> WHAT IS ASKED
Turn the stretch of the items from the line containing "Query: glossy green leaf" through the end of the items into a numbered list, leaving out any blank lines.

— start DATA FOR PROCESSING —

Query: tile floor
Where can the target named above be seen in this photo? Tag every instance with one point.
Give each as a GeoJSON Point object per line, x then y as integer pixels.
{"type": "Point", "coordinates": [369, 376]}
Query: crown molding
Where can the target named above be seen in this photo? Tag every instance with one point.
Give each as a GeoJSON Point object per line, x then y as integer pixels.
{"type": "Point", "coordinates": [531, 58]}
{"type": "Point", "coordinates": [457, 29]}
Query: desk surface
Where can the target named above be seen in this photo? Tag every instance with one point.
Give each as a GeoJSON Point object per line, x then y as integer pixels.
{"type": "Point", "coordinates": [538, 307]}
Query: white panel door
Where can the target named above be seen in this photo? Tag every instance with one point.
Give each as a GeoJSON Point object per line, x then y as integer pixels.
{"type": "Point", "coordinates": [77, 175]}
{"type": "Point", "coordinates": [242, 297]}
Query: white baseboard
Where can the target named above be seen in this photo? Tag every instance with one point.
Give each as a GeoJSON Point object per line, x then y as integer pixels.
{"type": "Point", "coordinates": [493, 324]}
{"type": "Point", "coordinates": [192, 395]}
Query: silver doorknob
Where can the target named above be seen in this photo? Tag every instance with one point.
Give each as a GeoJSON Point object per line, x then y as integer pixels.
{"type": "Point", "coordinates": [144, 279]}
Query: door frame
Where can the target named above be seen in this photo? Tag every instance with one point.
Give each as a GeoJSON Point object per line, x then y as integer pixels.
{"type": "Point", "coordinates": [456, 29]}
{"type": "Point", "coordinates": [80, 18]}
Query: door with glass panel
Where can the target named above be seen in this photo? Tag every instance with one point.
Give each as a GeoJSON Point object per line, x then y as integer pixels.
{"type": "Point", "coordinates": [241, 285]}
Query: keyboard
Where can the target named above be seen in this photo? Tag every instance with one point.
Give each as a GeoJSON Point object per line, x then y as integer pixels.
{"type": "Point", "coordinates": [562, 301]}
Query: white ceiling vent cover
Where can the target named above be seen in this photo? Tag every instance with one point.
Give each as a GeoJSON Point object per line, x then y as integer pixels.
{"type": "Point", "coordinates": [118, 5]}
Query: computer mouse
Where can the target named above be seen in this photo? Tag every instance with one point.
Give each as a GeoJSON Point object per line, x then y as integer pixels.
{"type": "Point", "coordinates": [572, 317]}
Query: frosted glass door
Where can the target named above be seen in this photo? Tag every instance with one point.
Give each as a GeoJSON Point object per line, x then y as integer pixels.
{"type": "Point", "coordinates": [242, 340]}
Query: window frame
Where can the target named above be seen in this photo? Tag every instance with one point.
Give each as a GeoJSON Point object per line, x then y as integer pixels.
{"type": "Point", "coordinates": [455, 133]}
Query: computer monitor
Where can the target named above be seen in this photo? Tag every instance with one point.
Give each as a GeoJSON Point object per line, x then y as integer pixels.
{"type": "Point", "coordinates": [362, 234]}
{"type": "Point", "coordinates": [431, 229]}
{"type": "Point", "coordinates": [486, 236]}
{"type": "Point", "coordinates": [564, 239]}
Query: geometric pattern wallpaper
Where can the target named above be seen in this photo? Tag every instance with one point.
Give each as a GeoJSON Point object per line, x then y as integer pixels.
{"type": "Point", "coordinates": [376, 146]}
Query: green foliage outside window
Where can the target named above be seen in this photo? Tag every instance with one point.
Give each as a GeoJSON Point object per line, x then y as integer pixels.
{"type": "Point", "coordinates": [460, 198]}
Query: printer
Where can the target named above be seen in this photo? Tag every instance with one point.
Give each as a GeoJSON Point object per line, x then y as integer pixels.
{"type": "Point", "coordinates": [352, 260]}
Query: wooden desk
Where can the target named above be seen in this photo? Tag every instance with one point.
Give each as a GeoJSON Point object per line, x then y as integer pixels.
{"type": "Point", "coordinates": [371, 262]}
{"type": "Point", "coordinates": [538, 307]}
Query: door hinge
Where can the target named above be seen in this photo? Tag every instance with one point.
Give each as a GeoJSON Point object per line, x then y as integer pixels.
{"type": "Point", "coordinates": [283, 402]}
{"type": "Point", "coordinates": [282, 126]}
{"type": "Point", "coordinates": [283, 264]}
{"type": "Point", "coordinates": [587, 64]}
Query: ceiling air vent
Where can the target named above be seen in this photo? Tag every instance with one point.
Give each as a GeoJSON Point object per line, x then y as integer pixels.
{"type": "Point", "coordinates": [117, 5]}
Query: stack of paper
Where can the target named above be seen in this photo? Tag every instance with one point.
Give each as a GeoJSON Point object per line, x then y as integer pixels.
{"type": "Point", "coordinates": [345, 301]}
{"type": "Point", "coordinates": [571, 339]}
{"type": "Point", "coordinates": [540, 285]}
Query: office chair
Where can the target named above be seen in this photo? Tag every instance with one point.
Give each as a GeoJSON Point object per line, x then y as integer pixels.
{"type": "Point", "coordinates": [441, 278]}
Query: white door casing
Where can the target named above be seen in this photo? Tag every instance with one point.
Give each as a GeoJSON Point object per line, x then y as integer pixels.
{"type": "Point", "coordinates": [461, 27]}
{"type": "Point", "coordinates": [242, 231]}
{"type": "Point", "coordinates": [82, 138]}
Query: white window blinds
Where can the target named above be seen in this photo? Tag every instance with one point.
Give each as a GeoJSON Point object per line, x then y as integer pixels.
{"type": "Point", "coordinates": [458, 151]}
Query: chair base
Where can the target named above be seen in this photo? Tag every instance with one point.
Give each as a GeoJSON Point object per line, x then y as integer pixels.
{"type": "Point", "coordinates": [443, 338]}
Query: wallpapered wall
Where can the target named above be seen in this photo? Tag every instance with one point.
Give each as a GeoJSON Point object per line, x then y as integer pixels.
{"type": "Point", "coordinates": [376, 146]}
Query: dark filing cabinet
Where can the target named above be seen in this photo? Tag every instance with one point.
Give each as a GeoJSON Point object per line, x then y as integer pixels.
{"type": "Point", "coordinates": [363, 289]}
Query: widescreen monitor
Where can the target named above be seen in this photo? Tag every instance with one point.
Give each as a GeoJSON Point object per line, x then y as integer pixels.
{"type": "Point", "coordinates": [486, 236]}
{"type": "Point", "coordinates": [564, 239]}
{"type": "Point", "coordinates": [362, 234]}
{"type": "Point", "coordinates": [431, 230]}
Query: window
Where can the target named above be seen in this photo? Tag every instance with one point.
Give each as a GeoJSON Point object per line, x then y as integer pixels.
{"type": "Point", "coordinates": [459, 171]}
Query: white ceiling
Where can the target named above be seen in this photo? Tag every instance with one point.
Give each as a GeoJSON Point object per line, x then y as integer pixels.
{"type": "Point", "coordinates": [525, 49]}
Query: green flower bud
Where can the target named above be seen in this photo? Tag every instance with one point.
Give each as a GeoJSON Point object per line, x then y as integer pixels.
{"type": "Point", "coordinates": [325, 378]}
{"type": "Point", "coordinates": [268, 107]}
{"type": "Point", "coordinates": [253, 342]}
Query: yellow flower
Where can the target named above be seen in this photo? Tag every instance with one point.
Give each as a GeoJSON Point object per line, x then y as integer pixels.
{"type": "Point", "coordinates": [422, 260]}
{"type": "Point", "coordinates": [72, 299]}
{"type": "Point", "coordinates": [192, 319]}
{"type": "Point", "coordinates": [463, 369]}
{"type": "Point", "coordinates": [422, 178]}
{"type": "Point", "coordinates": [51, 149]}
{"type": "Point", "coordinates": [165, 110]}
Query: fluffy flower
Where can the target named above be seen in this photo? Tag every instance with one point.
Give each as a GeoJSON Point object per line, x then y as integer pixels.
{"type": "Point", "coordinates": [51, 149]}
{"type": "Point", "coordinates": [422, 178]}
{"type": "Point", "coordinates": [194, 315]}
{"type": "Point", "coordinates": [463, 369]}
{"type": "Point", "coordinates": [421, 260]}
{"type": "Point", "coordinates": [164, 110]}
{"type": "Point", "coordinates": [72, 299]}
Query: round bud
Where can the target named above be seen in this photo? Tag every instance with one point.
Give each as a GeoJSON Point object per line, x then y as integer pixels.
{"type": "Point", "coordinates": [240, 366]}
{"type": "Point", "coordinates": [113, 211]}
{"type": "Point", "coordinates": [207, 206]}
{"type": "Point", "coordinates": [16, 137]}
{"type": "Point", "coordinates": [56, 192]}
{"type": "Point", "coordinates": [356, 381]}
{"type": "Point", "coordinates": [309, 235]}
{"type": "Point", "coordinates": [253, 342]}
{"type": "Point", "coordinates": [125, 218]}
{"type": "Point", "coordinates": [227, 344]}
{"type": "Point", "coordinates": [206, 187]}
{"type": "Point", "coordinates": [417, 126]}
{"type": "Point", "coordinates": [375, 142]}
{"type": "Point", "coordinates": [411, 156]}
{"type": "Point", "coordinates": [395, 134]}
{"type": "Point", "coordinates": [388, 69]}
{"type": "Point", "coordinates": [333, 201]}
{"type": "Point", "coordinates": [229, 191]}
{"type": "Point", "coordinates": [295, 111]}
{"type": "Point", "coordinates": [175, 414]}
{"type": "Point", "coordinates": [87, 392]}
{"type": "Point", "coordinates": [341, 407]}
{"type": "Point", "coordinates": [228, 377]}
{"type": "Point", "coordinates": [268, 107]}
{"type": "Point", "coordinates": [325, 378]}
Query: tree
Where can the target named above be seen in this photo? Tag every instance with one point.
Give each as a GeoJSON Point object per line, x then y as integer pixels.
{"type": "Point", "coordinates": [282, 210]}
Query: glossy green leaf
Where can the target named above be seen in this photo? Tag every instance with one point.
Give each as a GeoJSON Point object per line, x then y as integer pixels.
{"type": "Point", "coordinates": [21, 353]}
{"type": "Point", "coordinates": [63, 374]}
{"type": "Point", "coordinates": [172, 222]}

— end DATA FOR PROCESSING —

> CORRECT OUTPUT
1. Query: glossy green leaf
2. Where can the target named above be seen in this photo? Tag every instance with one point.
3. Give each as a GeoJSON Point object per line, x then y as integer pixels.
4. {"type": "Point", "coordinates": [21, 353]}
5. {"type": "Point", "coordinates": [63, 374]}
6. {"type": "Point", "coordinates": [172, 222]}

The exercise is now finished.